(Object location annotation material)

----------

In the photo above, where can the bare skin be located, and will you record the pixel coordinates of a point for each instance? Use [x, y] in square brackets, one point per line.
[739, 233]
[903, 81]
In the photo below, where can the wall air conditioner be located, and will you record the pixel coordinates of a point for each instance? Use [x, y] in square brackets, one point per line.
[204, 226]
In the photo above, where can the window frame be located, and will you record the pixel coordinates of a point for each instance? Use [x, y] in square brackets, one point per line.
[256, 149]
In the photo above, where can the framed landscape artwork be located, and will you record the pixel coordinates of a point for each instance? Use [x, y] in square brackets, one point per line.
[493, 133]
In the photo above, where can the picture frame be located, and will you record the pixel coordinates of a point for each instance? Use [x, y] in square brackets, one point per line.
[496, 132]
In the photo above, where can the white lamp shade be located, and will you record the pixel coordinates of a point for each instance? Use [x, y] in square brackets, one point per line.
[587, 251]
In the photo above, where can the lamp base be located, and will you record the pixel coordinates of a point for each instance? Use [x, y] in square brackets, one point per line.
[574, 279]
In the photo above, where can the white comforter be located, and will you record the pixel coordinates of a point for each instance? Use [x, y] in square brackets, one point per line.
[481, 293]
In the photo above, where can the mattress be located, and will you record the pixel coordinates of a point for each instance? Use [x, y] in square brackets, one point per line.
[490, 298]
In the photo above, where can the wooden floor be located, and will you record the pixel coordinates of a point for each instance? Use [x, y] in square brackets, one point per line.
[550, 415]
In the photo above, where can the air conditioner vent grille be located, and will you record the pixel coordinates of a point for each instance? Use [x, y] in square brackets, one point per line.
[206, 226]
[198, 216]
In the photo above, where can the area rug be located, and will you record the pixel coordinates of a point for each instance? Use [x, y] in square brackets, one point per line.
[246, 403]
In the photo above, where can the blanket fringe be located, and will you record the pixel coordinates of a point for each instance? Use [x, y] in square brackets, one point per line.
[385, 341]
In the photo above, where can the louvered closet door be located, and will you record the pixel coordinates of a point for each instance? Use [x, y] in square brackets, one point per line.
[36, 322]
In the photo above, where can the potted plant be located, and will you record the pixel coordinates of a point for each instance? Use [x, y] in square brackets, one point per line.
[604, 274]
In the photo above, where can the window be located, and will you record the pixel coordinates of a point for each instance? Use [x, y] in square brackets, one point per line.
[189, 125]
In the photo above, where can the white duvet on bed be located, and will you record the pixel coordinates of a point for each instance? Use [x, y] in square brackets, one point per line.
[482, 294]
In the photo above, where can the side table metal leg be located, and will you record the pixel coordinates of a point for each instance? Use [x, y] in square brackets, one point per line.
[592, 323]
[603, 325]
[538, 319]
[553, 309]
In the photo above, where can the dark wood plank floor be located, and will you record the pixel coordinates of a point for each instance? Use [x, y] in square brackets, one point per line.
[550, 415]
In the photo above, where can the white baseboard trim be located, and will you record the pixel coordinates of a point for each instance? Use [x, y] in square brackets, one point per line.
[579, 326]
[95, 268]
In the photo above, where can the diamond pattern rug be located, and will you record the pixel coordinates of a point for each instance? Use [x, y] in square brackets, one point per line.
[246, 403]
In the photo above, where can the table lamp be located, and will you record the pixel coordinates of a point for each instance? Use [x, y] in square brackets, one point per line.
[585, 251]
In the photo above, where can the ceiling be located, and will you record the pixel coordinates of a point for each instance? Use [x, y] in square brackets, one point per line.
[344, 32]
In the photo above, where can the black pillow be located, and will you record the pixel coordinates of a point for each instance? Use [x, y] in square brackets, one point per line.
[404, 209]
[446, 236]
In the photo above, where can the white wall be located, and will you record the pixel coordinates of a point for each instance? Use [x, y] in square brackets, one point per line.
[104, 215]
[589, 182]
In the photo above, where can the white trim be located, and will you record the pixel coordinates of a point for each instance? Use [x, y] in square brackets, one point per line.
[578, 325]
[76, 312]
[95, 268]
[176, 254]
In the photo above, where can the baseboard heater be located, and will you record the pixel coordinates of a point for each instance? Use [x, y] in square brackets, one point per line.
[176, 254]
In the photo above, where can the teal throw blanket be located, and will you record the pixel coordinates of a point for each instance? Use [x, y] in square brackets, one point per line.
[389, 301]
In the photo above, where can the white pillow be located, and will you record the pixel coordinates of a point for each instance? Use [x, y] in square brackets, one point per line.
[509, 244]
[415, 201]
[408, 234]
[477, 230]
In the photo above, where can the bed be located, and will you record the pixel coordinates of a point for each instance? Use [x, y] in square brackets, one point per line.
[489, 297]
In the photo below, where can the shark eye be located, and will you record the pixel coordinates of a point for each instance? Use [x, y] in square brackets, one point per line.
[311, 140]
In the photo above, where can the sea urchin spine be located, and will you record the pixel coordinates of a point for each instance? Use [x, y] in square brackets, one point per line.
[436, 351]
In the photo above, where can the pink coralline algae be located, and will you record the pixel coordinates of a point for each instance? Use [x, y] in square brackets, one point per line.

----------

◆ WORK INSTRUCTIONS ◆
Copy the lines above word for word, across all of the material.

◆ COMPLETED TASK ◆
In the photo above, where can the bare skin be located, and will you record the pixel coordinates of a point for each instance? Use [x, y] in square brackets, one point per line.
[739, 233]
[903, 81]
In the photo below, where can the wall air conditioner be located, and will you record the pixel coordinates of a point for each instance? Use [x, y] in square brackets, one point per line.
[204, 226]
In the photo above, where can the window frame be located, and will you record the pixel coordinates of a point for each instance? Use [x, y] in square brackets, one point per line.
[256, 149]
In the photo above, where can the framed landscape artwork be located, and will you record the pixel coordinates of a point for each instance? Use [x, y] in square brackets, one point per line.
[493, 133]
In the photo above, where can the picture frame be located, and will you record the pixel coordinates of a point for each instance? Use [x, y] in square brackets, one point per line.
[496, 132]
In the photo above, where can the white lamp shade be located, and will you record the pixel coordinates of a point for each instance? Use [x, y] in square brackets, one point per line.
[587, 251]
In the photo above, where can the lamp base be located, and will you record the pixel coordinates of a point for each instance? Use [x, y] in square brackets, one point per line.
[574, 279]
In the photo above, where can the white comforter be located, and will you record the pixel coordinates of a point for each instance? Use [x, y] in square brackets, one point per line.
[481, 293]
In the photo above, where can the mattress be located, and will you record the pixel coordinates of a point for each instance? Use [x, y] in square brackets, one point per line.
[490, 298]
In the photo above, where can the wooden floor be located, and will you record the pixel coordinates of a point for each instance? Use [x, y] in square brackets, one point per line.
[550, 415]
In the photo above, where can the air conditioner vent grille be located, and will you record the pixel coordinates of a point for each instance? Use [x, y] in square brackets, one point per line.
[206, 226]
[198, 216]
In the photo above, where can the area rug be located, and will you record the pixel coordinates of a point for each instance? Use [x, y] in square brackets, one point per line.
[246, 403]
In the photo above, where can the blanket fringe be located, and will you record the pixel coordinates of a point for each instance? Use [x, y] in square brackets, one point per line.
[385, 341]
In the photo above, where can the louvered closet door be located, and will you record the pixel coordinates of a point for each instance? Use [x, y] in square brackets, one point per line.
[36, 322]
In the photo above, where can the potted plant be located, and will you record the pixel coordinates of a point for each instance? Use [x, y] in square brackets, one point per line.
[604, 274]
In the photo above, where can the window be located, and will you record the pixel coordinates of a point for each instance? Use [x, y] in square brackets, one point per line.
[189, 125]
In the photo above, where can the white duvet on bed be located, and will you record the pixel coordinates of a point for each instance? Use [x, y] in square brackets, one point per line.
[482, 294]
In the photo above, where can the side table metal leg be located, and will you record the pixel coordinates of a point for each instance? Use [x, y] in square brackets, one point per line.
[592, 323]
[603, 325]
[538, 319]
[553, 309]
In the photo above, where can the dark wood plank floor be located, and will you record the pixel coordinates of a point for each instance? Use [x, y] in square brackets, one point per line.
[550, 415]
In the photo above, where can the white baseboard trim be located, and will you record the pixel coordinates of a point for each instance? Use [x, y] in square brackets, one point per line.
[579, 326]
[95, 268]
In the photo above, where can the diamond pattern rug be located, and will you record the pixel coordinates of a point for each instance? Use [x, y] in square brackets, one point per line.
[246, 403]
In the photo above, where can the table lamp be located, and will you record the pixel coordinates of a point for each instance? Use [x, y] in square brackets, one point per line.
[585, 251]
In the photo above, where can the ceiling be located, and will you record the pixel coordinates of a point for each instance? Use [x, y] in square brackets, one point per line.
[344, 32]
In the photo above, where can the black pillow be located, and will you record the pixel coordinates of a point for each instance? Use [x, y] in square brackets, one point per line.
[404, 209]
[446, 236]
In the photo above, where can the white wall be located, and will you record the pixel coordinates of a point for each instance? Use [x, y] in square brackets, one point per line.
[104, 215]
[589, 182]
In the photo above, where can the white trim be located, and will you record the pixel coordinates of a point for each instance? Use [x, y] in square brackets, one point per line.
[578, 325]
[76, 312]
[95, 268]
[176, 254]
In the photo above, where can the baseboard heater be located, and will you record the pixel coordinates of a point for each instance? Use [x, y] in square brackets, one point per line.
[176, 254]
In the photo above, where can the teal throw blanket be located, and will you record the pixel coordinates of a point for each instance? Use [x, y] in square brackets, one point per line.
[389, 301]
In the photo above, where can the white pillow be located, and will you record the pixel coordinates of a point for each instance? Use [x, y] in square brackets, one point per line.
[509, 244]
[415, 201]
[408, 234]
[477, 230]
In the photo above, where can the bed be located, and will you record the pixel coordinates of a point for each instance? Use [x, y] in square brackets, one point per line.
[489, 297]
In the photo below, where can the shark eye be located, and will you record the pixel coordinates of a point for each instance? Use [x, y] in square brackets, one point per line.
[311, 140]
In the photo above, where can the sea urchin spine be located, and will you record the pixel coordinates of a point for each instance? Use [x, y] in square brackets, one point per line.
[436, 351]
In the photo above, where can the pink coralline algae be located, and will you record the pixel coordinates of a point for each instance? Use [x, y] in square brackets, one point per line.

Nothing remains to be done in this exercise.